• TASK PROMPT: Leave out the lines before the one with "Teacher note: please indicate the dirt"; output that line and all remaining lines of the records exactly.

Region pointing data:

......

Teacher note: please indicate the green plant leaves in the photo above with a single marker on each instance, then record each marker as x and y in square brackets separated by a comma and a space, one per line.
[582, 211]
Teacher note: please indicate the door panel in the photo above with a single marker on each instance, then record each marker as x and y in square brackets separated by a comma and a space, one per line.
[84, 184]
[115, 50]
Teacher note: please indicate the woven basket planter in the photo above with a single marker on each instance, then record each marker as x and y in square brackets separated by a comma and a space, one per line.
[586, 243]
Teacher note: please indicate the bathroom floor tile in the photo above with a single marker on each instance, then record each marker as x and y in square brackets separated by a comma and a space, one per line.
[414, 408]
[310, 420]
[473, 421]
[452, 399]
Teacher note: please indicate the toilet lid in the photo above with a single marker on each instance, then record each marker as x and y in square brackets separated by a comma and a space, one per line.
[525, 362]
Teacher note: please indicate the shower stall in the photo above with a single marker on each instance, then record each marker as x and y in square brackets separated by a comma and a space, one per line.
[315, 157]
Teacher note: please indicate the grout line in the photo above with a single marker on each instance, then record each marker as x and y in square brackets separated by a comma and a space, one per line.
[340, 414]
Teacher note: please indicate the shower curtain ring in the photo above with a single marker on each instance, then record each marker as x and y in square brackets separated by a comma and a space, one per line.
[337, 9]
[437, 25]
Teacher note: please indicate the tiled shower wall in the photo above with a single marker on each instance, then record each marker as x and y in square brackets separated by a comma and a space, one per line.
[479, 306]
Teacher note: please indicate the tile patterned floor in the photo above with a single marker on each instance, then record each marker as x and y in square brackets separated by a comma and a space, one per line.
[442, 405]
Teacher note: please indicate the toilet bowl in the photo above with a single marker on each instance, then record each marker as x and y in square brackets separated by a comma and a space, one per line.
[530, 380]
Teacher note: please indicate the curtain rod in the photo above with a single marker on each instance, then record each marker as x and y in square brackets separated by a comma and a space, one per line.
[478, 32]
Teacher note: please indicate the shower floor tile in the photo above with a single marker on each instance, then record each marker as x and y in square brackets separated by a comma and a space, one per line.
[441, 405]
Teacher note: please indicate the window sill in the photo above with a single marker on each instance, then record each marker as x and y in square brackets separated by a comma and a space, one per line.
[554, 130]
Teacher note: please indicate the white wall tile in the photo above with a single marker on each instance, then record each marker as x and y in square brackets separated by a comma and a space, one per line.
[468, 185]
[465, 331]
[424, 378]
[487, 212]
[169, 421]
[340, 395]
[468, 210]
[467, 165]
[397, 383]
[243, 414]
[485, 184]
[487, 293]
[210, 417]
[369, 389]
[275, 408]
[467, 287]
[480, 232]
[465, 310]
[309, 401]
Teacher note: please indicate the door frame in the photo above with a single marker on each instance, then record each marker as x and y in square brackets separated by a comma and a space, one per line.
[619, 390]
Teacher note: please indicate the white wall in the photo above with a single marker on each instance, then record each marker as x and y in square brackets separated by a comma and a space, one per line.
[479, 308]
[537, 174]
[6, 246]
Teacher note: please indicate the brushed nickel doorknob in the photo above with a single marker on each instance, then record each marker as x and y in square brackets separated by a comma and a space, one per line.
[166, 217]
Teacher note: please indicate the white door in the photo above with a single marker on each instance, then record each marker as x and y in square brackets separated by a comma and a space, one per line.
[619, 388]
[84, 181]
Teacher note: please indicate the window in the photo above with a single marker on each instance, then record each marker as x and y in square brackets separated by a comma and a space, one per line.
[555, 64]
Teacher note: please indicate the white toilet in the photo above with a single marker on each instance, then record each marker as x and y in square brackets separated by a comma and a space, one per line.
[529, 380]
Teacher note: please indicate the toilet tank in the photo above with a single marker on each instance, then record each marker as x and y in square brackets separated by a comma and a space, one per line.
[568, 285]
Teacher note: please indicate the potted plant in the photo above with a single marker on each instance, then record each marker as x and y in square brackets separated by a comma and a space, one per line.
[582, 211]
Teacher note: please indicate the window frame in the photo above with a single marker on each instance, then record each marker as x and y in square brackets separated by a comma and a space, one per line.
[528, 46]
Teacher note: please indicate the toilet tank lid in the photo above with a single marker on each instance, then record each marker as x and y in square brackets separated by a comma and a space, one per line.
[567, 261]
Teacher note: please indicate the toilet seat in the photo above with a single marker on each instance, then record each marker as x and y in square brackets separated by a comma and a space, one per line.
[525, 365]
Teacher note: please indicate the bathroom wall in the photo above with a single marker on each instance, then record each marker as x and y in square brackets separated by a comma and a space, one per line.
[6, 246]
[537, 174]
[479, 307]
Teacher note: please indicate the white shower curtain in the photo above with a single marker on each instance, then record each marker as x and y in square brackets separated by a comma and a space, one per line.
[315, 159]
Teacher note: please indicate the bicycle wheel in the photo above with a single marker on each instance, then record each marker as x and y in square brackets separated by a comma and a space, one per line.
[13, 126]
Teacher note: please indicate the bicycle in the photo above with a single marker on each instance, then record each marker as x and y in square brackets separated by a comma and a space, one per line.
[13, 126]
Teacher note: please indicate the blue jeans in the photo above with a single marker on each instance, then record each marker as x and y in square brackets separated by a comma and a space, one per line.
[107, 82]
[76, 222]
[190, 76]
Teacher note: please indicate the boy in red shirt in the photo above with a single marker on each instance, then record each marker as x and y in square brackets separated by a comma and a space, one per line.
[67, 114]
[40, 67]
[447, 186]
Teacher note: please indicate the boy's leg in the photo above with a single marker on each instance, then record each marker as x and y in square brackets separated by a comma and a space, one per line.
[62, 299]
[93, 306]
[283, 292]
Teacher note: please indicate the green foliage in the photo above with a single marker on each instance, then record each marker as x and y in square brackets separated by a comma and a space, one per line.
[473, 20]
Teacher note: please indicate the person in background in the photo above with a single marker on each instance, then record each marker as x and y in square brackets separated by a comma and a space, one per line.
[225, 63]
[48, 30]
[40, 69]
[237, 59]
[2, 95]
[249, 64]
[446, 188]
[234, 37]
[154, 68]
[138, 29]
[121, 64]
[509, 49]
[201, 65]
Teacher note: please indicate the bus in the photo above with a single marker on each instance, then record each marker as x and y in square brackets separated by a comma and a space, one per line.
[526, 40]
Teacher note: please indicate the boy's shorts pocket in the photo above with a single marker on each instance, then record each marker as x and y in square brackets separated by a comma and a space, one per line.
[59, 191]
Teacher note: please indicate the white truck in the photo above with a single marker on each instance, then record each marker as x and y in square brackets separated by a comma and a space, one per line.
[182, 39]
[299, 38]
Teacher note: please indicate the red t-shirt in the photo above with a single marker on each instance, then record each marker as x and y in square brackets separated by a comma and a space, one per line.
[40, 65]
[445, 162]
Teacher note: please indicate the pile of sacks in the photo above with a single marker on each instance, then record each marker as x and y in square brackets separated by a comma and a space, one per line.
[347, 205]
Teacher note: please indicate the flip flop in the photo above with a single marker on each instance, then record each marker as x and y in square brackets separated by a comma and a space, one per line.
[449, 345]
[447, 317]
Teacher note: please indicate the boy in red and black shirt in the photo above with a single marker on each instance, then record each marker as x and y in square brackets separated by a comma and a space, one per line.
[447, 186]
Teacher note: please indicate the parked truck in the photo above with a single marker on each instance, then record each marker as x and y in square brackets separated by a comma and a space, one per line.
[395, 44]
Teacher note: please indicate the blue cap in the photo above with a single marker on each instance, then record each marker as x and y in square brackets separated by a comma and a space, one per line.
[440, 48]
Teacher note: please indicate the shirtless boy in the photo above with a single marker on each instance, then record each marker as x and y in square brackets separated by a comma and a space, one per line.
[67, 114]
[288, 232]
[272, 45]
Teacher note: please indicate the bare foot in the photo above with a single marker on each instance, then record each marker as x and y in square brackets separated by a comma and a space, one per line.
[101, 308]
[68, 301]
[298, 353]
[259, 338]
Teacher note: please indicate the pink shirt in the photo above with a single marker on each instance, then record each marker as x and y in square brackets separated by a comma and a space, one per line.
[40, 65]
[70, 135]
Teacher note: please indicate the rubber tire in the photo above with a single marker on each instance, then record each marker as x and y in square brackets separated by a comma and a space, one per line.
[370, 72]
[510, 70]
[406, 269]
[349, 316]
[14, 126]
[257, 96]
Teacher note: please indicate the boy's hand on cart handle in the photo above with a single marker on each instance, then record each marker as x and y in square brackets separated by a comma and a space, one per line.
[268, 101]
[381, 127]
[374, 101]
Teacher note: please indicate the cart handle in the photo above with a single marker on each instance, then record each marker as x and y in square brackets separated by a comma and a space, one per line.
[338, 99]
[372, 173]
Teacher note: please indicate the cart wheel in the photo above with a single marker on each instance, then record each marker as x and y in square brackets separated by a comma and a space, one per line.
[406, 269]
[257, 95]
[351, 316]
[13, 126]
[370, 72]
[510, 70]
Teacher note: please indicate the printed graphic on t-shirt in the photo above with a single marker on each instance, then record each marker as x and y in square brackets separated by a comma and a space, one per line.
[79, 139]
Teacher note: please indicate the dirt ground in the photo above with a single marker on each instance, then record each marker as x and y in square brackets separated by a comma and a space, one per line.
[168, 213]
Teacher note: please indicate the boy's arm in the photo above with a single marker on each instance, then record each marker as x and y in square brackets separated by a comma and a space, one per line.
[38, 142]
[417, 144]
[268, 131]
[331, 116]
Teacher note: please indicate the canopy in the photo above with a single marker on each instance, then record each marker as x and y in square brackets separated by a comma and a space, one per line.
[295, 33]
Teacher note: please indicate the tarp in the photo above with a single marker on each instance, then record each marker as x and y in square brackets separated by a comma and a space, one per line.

......

• EXERCISE SOLUTION:
Teacher note: please indicate the dirt ground in the photo above with a single marker on each instance, then record each marker as x and y in square brackets separated by a comma and a space, one per line.
[168, 213]
Teacher note: please indicate the boy's arm in the photo above with a single marker on each instance, then record each marker as x and y in square brackets separated by a comma and a space, one per line.
[38, 142]
[417, 144]
[268, 131]
[331, 116]
Teacher note: please indicate the canopy in the photo above with a single marker on each instance, then record each marker as x and y in square brackets separated by a comma and a space, one per line.
[295, 33]
Teacher note: please indicate the tarp in the photo above with a single marker on each instance, then record each marker as x and y in square brackets separated by a comma and a space, one per line.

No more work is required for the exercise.